*Entries supplied*
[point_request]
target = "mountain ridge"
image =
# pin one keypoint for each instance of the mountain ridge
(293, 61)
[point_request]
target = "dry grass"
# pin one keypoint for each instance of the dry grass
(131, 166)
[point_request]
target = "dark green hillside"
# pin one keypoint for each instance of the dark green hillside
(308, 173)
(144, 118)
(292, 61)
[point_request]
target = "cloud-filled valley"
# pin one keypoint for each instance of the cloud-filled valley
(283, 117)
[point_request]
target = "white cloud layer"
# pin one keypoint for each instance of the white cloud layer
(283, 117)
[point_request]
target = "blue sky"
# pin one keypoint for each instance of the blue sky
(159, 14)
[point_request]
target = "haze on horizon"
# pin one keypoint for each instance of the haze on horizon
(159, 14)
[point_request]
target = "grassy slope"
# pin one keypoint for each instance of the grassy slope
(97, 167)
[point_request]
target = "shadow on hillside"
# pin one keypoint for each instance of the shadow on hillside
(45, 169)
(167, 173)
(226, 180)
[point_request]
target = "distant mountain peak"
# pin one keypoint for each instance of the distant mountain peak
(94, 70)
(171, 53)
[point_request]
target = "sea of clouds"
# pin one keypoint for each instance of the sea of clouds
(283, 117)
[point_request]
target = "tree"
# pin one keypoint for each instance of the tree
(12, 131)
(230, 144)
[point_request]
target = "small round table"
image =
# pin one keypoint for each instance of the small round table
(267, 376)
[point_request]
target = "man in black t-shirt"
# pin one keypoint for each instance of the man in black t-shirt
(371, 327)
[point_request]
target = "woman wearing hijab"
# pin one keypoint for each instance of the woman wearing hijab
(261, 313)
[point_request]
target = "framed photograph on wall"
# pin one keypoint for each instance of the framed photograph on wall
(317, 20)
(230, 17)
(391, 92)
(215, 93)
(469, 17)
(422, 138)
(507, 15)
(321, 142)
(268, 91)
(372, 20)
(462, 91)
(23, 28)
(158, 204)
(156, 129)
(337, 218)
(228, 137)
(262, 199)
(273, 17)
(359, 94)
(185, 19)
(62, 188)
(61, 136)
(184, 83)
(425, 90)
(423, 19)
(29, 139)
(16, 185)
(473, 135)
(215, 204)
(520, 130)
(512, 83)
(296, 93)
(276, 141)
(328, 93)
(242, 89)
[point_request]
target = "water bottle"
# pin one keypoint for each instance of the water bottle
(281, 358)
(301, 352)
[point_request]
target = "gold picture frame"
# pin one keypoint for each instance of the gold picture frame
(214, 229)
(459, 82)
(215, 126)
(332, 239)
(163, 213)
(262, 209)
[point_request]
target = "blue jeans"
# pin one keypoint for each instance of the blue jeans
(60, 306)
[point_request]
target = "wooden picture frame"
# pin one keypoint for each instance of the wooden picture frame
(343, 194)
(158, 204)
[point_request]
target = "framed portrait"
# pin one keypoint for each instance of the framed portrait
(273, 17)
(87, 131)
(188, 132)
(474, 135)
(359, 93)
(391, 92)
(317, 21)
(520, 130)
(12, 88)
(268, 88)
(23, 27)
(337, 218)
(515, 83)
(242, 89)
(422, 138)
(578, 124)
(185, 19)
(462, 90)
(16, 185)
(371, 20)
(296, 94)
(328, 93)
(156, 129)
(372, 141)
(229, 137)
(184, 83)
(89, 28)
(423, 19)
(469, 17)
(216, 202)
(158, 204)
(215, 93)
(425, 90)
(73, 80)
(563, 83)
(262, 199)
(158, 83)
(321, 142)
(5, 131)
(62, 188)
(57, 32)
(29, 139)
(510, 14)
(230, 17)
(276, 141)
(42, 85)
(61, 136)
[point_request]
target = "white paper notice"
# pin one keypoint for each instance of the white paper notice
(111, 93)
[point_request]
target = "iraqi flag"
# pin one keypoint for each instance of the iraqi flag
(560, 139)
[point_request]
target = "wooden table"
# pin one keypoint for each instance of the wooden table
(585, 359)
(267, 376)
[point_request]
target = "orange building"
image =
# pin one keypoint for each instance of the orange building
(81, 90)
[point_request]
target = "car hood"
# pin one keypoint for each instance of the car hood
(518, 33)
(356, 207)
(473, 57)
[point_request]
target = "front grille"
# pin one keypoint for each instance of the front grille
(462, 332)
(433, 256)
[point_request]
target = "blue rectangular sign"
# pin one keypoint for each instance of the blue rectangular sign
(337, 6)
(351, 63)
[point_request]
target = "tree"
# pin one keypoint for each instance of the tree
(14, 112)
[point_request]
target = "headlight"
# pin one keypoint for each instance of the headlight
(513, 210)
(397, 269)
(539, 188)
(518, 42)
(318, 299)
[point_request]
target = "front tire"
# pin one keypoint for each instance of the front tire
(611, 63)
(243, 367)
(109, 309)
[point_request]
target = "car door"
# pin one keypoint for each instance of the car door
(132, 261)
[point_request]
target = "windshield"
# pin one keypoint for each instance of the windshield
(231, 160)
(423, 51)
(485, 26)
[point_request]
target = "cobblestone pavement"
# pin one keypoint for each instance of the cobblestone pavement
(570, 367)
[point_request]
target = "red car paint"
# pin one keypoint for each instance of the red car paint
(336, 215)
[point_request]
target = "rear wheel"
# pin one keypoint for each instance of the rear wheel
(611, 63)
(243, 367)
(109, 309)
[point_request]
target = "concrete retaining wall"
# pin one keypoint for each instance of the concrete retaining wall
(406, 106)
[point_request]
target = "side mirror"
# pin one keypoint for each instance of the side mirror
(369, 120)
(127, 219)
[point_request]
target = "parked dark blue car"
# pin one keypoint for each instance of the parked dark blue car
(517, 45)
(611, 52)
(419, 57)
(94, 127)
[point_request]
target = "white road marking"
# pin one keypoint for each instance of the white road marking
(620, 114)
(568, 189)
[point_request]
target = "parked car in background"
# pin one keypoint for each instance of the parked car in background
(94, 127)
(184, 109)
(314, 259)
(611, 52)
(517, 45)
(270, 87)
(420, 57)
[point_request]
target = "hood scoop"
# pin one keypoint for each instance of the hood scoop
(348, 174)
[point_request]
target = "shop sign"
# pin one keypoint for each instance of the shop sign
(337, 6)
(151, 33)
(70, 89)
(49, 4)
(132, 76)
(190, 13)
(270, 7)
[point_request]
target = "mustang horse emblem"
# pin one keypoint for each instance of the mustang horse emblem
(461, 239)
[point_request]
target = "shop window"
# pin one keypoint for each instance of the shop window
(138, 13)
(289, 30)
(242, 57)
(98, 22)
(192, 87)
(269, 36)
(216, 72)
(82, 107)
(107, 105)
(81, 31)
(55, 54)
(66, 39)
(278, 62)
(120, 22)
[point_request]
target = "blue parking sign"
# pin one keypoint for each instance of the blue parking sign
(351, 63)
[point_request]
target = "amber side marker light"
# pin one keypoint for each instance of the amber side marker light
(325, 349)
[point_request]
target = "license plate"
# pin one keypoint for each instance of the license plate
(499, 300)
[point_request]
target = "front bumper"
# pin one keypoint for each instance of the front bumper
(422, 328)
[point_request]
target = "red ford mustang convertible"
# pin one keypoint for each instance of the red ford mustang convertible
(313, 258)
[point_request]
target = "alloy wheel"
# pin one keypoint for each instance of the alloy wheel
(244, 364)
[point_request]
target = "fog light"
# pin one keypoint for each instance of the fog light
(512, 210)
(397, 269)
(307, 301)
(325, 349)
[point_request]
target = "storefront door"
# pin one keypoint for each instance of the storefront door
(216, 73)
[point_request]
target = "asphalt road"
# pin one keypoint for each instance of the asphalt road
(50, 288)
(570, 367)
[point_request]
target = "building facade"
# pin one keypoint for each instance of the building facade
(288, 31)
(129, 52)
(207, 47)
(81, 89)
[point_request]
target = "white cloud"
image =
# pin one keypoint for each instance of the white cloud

*Your goal*
The response should consist of all the entries, set down exactly.

*Result below*
[point_request]
target = "mountain ridge"
image =
# pin one keypoint for each instance of the mountain ridge
(293, 61)
[point_request]
target = "dry grass"
# pin one keypoint for each instance of the dry grass
(131, 166)
[point_request]
target = "dark green hillside"
# pin one keypoint for each instance of the dark green hillside
(308, 173)
(144, 118)
(292, 61)
[point_request]
target = "cloud-filled valley"
# pin one keypoint for each instance of the cloud-filled valley
(283, 117)
[point_request]
target = "white cloud layer"
# pin one keypoint for each instance of the white cloud layer
(283, 117)
[point_request]
target = "blue sky"
# pin one keypoint for each instance of the blue sky
(159, 14)
[point_request]
target = "haze on horizon"
# pin one keypoint for each instance of the haze on horizon
(159, 14)
[point_request]
target = "grassy slope"
# pin one keypoint for each instance of the grassy slope
(97, 167)
[point_request]
target = "shadow on hillside"
# pin one keypoint for each instance of the shadow on hillside
(45, 169)
(167, 173)
(226, 180)
[point_request]
target = "distant mountain peak"
# pin one keypoint for each instance of the distant mountain peak
(94, 70)
(171, 53)
[point_request]
target = "sea of clouds"
# pin one keypoint for each instance of the sea of clouds
(283, 117)
[point_request]
target = "tree"
# pin one keypoint for each instance of the tree
(12, 131)
(230, 144)
[point_request]
target = "small round table"
image =
# pin one keypoint for each instance of the small round table
(267, 376)
[point_request]
target = "man in black t-shirt"
# pin one keypoint for each instance of the man in black t-shirt
(371, 327)
[point_request]
target = "woman wearing hijab"
# pin one keypoint for each instance of the woman wearing hijab
(261, 313)
[point_request]
target = "framed photograph on wall"
# pin one keypoint for each instance of the framed photograph on wall
(317, 20)
(230, 17)
(391, 92)
(215, 93)
(469, 17)
(422, 138)
(507, 15)
(321, 142)
(268, 91)
(372, 20)
(462, 91)
(23, 28)
(158, 204)
(156, 129)
(337, 218)
(228, 137)
(262, 199)
(273, 17)
(359, 94)
(185, 19)
(62, 188)
(61, 136)
(184, 83)
(425, 90)
(423, 19)
(29, 139)
(16, 185)
(473, 135)
(215, 204)
(520, 130)
(512, 83)
(296, 93)
(276, 141)
(328, 93)
(242, 89)
[point_request]
target = "water bottle"
# pin one keypoint for each instance of the water bottle
(281, 358)
(301, 352)
[point_request]
target = "gold picture frame"
# pin one keypoint for each instance of the gold picture frame
(214, 229)
(459, 82)
(215, 126)
(332, 239)
(163, 213)
(262, 209)
[point_request]
target = "blue jeans"
# pin one keypoint for each instance of the blue jeans
(60, 306)
[point_request]
target = "wooden picture frame"
# pin one keypoint for each instance of the wooden picture frame
(343, 194)
(158, 204)
[point_request]
target = "framed portrait"
# pin one keypoint for each instance of the framed portrait
(273, 17)
(87, 131)
(188, 132)
(474, 135)
(359, 93)
(391, 92)
(317, 21)
(520, 130)
(12, 88)
(268, 88)
(23, 27)
(337, 218)
(515, 83)
(242, 89)
(422, 138)
(578, 124)
(185, 19)
(462, 90)
(16, 185)
(371, 20)
(296, 94)
(328, 93)
(156, 129)
(372, 141)
(229, 137)
(184, 83)
(89, 28)
(423, 19)
(469, 17)
(216, 202)
(158, 204)
(215, 93)
(425, 90)
(73, 80)
(563, 83)
(262, 199)
(158, 83)
(321, 142)
(5, 131)
(62, 188)
(57, 32)
(29, 139)
(510, 14)
(230, 17)
(276, 141)
(42, 85)
(61, 136)
[point_request]
target = "white paper notice"
# pin one keypoint for each instance of the white paper notice
(111, 93)
[point_request]
target = "iraqi flag"
# pin one keypoint for each instance of the iraqi flag
(560, 139)
[point_request]
target = "wooden table"
# pin one keypoint for each instance of the wooden table
(585, 359)
(267, 376)
[point_request]
target = "orange building"
image =
# pin one keypoint for each instance of the orange building
(81, 90)
[point_request]
target = "car hood"
# pin one keypoint for each instance of the car hood
(518, 33)
(356, 207)
(473, 57)
[point_request]
target = "front grille"
# pin one keypoint for each instance of the front grille
(462, 332)
(433, 256)
[point_request]
target = "blue rectangular sign"
# pin one keypoint for each instance of the blue rectangular sign
(337, 6)
(351, 63)
[point_request]
target = "tree"
# pin one keypoint for each instance of the tree
(14, 112)
[point_request]
target = "headlight"
# pin one keypoint for each instance of the headlight
(513, 210)
(397, 269)
(539, 188)
(518, 42)
(318, 299)
[point_request]
target = "front tire"
# pin one keypoint for each instance of the front tire
(611, 63)
(243, 367)
(109, 309)
[point_request]
target = "car door"
# pin one keypoint for each instance of the car door
(132, 261)
[point_request]
target = "windshield"
# pin one keypoint for each instance of the windshield
(231, 160)
(423, 51)
(485, 26)
[point_request]
target = "cobblestone pavement"
# pin one keypoint for each instance of the cobblestone pavement
(570, 367)
[point_request]
target = "red car paint"
# pin one keypoint for each instance of the red car paint
(336, 215)
[point_request]
target = "rear wheel"
# pin one keypoint for each instance of the rear wheel
(611, 63)
(243, 367)
(109, 309)
[point_request]
target = "concrete retaining wall"
# pin one keypoint for each instance of the concrete retaining wall
(406, 106)
[point_request]
target = "side mirror"
# pin one keypoint for each instance of the side mirror
(369, 120)
(127, 219)
[point_request]
target = "parked dark blue car"
# pin one keypoint for each instance of the parked dark blue car
(517, 45)
(611, 52)
(419, 57)
(94, 127)
[point_request]
target = "white road marking"
# pin one keypoint for each instance of the white road marking
(620, 114)
(568, 189)
[point_request]
target = "parked car in background"
# pin one keypoint for each instance of the parked car in background
(94, 127)
(184, 109)
(314, 259)
(611, 52)
(517, 45)
(270, 87)
(420, 57)
[point_request]
target = "hood scoop"
# pin one keypoint for each instance of the hood scoop
(348, 174)
[point_request]
target = "shop sign"
# pin one keypoint for each instance of the shop sign
(337, 6)
(151, 33)
(70, 89)
(49, 4)
(132, 76)
(190, 13)
(270, 7)
[point_request]
target = "mustang horse emblem"
# pin one keypoint for each instance of the mustang horse emblem
(461, 239)
[point_request]
target = "shop window"
# pin one keypoint for each instance of the shop window
(138, 13)
(289, 30)
(242, 57)
(98, 22)
(192, 87)
(269, 36)
(216, 72)
(82, 107)
(107, 105)
(81, 31)
(55, 54)
(66, 39)
(278, 62)
(120, 22)
[point_request]
target = "blue parking sign"
# pin one keypoint for each instance of the blue parking sign
(351, 63)
[point_request]
target = "amber side marker light"
# pin one keypoint for each instance of the amber side marker light
(325, 349)
[point_request]
target = "license plate"
# pin one keypoint for each instance of the license plate
(499, 300)
[point_request]
target = "front bumper"
# pin one keypoint for each instance of the front bumper
(422, 328)
[point_request]
target = "red ford mustang convertible"
# pin one keypoint for each instance of the red ford mustang convertible
(313, 258)
[point_request]
target = "alloy wheel"
# pin one keypoint for each instance of the alloy wheel
(244, 364)
[point_request]
target = "fog light"
# pin one keypoint for each instance of the fog light
(512, 210)
(397, 269)
(307, 301)
(325, 349)
[point_request]
target = "storefront door"
# pin one keypoint for each instance of the storefront door
(216, 73)
[point_request]
target = "asphalt road"
# pin one keypoint for each instance of the asphalt road
(50, 288)
(570, 367)
[point_request]
target = "building facade"
# pin one keypoint for each instance of the building facade
(288, 31)
(129, 52)
(207, 47)
(81, 89)
[point_request]
target = "white cloud"
image =
# pin one keypoint for each instance of the white cloud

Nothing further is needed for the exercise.